> [Records supplied]
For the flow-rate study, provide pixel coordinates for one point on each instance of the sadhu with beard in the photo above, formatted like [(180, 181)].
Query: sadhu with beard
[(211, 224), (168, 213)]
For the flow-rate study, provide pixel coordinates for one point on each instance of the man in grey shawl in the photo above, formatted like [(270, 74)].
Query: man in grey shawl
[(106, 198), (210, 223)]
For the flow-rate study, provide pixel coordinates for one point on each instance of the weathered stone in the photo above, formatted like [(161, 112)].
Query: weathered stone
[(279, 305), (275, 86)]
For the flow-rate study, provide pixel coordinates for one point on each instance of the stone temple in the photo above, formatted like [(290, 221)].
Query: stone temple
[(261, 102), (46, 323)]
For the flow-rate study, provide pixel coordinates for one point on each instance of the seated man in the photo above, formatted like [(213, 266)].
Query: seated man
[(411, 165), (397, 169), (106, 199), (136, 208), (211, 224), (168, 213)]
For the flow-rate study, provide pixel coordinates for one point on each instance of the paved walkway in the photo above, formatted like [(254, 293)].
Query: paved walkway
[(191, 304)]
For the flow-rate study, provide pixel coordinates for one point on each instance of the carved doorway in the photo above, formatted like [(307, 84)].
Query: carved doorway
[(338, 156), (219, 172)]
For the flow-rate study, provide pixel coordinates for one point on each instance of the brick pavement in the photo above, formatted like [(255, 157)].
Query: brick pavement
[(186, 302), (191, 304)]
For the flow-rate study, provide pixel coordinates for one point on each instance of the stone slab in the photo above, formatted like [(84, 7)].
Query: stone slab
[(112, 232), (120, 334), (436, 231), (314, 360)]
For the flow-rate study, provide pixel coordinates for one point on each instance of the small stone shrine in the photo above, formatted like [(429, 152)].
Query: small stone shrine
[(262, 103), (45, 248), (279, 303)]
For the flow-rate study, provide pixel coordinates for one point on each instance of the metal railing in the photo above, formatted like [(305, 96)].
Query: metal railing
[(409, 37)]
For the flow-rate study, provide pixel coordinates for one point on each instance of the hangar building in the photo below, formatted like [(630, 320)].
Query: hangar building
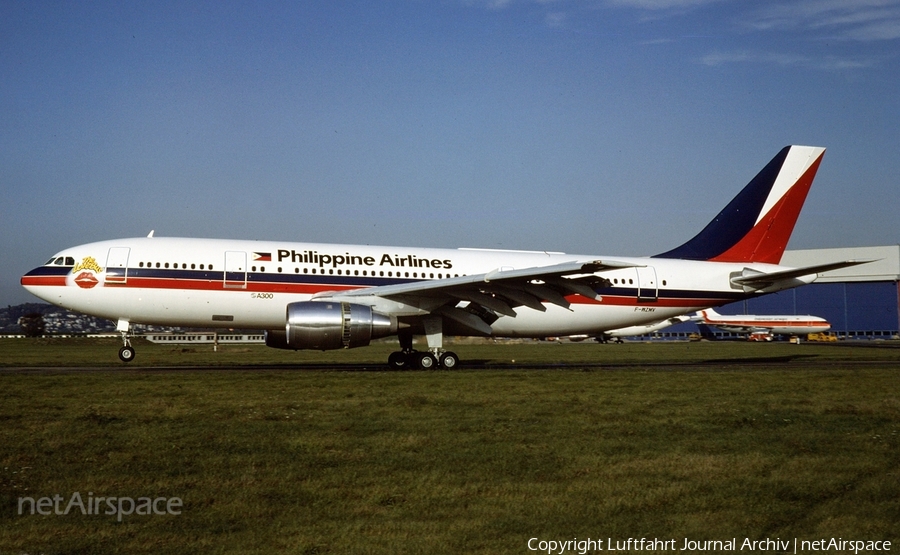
[(860, 302)]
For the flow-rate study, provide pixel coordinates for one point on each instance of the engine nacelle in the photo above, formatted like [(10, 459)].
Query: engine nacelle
[(327, 325)]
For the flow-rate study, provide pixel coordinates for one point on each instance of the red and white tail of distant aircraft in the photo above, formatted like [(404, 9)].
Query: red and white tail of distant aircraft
[(331, 296), (744, 323), (779, 325)]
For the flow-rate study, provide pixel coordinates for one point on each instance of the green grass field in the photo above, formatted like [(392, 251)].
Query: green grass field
[(670, 441)]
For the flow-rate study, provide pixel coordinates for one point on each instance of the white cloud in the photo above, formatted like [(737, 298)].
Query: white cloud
[(829, 63), (661, 4), (862, 20)]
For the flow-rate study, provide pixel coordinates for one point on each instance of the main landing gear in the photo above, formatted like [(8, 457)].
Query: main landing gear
[(435, 357), (126, 353)]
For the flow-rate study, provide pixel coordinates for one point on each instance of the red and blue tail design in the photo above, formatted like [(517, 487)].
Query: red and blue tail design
[(757, 223)]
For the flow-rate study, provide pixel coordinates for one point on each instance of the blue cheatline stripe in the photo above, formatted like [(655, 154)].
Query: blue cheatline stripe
[(735, 220)]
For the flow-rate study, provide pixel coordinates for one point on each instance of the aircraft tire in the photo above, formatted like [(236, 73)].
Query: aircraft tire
[(398, 360), (126, 354), (449, 360), (427, 361)]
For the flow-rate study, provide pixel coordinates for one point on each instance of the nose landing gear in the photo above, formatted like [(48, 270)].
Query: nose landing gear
[(126, 353)]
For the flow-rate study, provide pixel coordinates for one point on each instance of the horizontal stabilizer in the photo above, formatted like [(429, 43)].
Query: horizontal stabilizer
[(762, 280)]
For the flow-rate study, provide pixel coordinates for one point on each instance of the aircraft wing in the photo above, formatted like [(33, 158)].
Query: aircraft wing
[(499, 290), (761, 280)]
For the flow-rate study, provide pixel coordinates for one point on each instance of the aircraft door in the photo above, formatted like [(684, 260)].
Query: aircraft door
[(117, 265), (235, 270), (647, 286)]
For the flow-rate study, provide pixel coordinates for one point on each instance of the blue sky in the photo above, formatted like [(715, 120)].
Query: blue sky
[(615, 127)]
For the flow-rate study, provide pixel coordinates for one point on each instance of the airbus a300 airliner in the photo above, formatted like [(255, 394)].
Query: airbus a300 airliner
[(331, 296)]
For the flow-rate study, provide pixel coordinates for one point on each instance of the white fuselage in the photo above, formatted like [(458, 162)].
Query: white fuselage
[(777, 324), (247, 284)]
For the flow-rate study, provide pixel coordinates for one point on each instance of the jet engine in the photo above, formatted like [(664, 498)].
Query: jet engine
[(327, 325)]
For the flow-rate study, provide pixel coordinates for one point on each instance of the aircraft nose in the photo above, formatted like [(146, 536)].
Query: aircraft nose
[(44, 276)]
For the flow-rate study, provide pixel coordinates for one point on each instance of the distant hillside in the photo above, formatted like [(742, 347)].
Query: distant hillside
[(57, 320)]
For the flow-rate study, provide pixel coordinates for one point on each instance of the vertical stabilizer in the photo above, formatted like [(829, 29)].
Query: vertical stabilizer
[(757, 223)]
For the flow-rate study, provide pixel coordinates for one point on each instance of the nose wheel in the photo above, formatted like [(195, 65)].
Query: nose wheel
[(126, 353)]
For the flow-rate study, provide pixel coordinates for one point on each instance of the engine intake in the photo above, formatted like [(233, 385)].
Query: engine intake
[(328, 325)]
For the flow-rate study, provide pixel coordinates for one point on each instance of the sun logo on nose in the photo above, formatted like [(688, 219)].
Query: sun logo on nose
[(88, 267)]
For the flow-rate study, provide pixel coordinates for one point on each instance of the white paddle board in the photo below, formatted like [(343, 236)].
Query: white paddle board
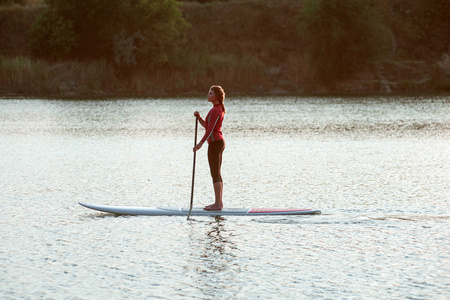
[(197, 211)]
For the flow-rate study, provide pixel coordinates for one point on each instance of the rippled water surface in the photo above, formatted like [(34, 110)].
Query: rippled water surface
[(378, 168)]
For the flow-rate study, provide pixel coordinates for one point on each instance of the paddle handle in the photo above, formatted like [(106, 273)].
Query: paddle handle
[(193, 170)]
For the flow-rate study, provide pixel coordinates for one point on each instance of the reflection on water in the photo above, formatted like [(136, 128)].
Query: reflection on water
[(377, 168), (213, 264)]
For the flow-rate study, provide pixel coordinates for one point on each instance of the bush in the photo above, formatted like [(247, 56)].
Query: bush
[(100, 30), (52, 36), (342, 36)]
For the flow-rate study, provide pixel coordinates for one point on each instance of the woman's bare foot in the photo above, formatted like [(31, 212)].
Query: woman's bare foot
[(212, 207)]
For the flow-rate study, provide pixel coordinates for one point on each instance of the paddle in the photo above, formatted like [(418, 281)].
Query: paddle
[(193, 169)]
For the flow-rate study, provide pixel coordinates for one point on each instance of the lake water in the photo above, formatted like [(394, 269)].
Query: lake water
[(377, 167)]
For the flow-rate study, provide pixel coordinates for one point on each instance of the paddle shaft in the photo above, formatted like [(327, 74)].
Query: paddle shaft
[(193, 170)]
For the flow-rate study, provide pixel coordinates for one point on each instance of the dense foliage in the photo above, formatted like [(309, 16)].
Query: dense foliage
[(341, 36), (147, 32), (424, 24)]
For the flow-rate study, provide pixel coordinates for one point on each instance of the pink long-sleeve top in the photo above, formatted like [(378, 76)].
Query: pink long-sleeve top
[(213, 125)]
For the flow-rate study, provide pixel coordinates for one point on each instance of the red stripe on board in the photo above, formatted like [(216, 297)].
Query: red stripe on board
[(274, 210)]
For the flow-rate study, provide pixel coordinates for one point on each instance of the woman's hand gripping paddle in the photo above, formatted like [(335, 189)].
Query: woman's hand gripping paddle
[(193, 169)]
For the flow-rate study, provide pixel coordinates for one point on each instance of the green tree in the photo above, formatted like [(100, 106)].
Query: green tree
[(156, 29), (341, 36), (52, 36)]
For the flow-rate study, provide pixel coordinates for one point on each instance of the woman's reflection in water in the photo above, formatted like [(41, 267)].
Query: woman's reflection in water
[(216, 267)]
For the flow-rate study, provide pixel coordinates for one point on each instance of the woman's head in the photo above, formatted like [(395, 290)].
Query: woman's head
[(220, 94)]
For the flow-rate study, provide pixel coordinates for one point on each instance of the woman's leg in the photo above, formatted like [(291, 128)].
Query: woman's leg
[(215, 151)]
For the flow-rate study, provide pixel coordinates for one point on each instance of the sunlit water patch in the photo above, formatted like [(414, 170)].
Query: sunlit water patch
[(377, 168)]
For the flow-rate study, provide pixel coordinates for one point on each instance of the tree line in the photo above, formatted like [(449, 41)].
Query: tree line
[(339, 36)]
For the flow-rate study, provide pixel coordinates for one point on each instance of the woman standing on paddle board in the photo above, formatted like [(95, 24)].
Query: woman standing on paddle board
[(214, 136)]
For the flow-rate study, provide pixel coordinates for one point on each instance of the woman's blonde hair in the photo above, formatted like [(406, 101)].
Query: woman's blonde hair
[(220, 95)]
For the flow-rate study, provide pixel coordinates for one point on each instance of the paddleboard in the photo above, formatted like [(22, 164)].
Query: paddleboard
[(198, 211)]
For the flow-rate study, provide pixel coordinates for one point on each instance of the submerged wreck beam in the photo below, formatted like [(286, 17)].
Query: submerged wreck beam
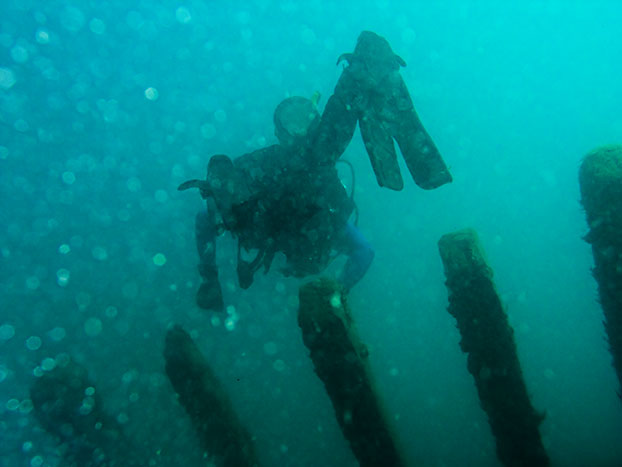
[(488, 340), (340, 360), (221, 434), (69, 407), (600, 177)]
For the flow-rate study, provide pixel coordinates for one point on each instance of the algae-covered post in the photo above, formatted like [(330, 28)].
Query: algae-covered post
[(68, 406), (220, 432), (488, 340), (340, 360), (600, 178)]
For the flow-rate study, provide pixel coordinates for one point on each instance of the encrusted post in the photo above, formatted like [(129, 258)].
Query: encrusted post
[(220, 432), (488, 340), (340, 360), (69, 407), (600, 178)]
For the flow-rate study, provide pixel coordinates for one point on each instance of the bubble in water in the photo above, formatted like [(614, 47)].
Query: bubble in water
[(48, 364), (208, 131), (161, 196), (279, 365), (100, 253), (92, 327), (97, 26), (72, 19), (57, 334), (19, 54), (83, 299), (62, 277), (133, 184), (6, 332), (230, 324), (159, 259), (270, 348), (7, 78), (21, 125), (220, 116), (307, 36), (182, 14), (42, 36), (33, 343), (25, 406), (33, 283), (68, 178), (151, 93), (12, 404)]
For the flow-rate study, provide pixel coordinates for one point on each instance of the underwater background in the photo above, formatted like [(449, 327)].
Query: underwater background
[(106, 106)]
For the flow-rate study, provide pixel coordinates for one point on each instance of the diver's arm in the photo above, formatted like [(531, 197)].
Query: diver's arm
[(372, 92)]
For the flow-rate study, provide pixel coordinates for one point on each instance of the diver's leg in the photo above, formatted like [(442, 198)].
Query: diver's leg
[(360, 255), (209, 295)]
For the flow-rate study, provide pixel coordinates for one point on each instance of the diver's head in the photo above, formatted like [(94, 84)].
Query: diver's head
[(295, 121)]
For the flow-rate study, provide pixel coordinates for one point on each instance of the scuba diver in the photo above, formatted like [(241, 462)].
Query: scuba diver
[(288, 198), (274, 200)]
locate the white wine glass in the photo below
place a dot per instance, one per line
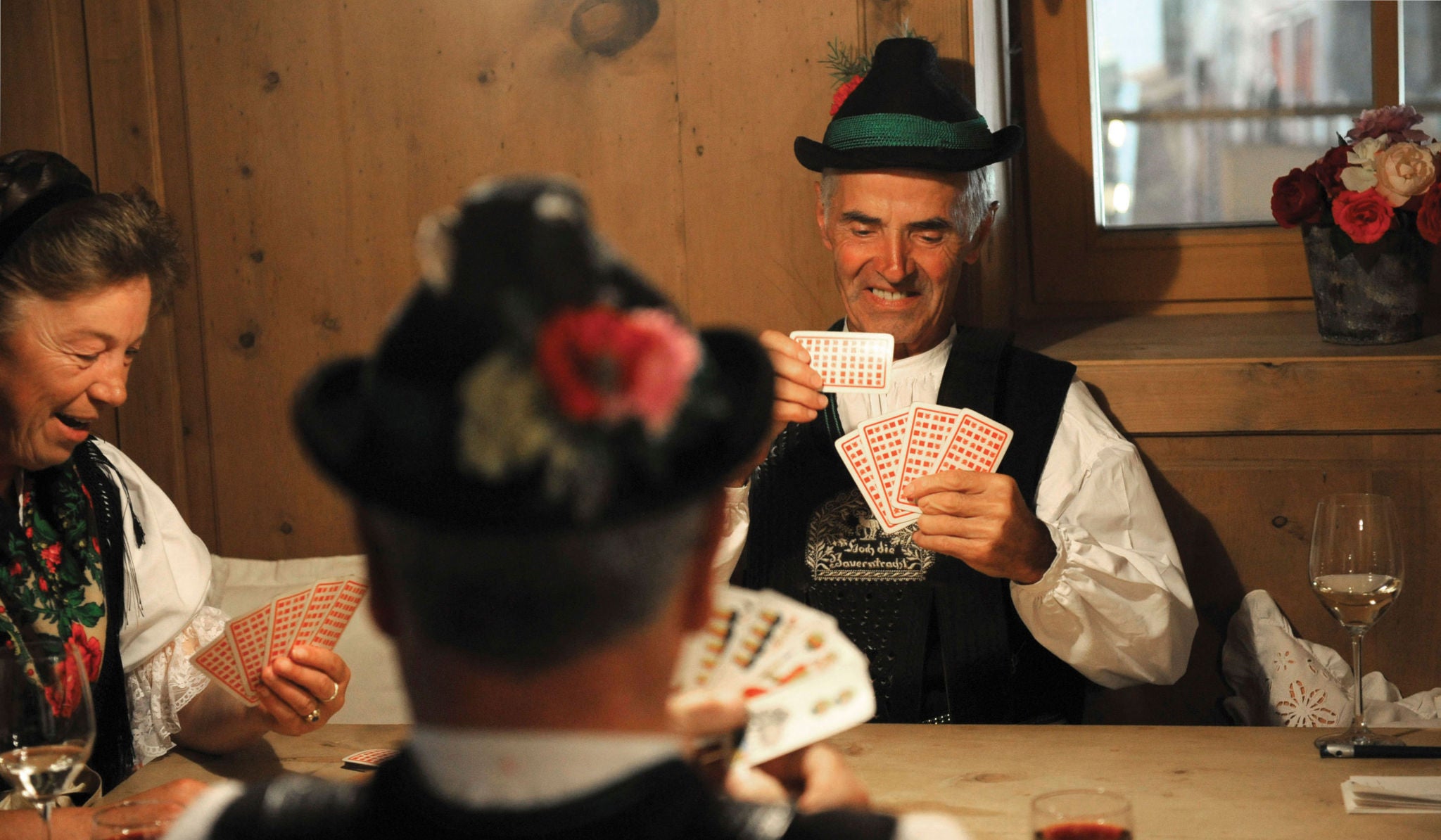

> [Instructions for the task]
Only lines that include "below" belong in the answer; copy all of them from the listing.

> [Output]
For the flow-rate study, provide pixel coordinates for one point on each instance of the hangar building in the photo below, formatted like [(630, 320)].
For the flow-rate study, provide pixel coordinates for one point on each instance of the white paddle board in the photo below, formatted like [(343, 236)].
For the flow-rate study, provide pixel coordinates for one point on each instance of the submerged wreck beam in the photo below, formatted like [(286, 17)].
locate the white wine glass in the photo below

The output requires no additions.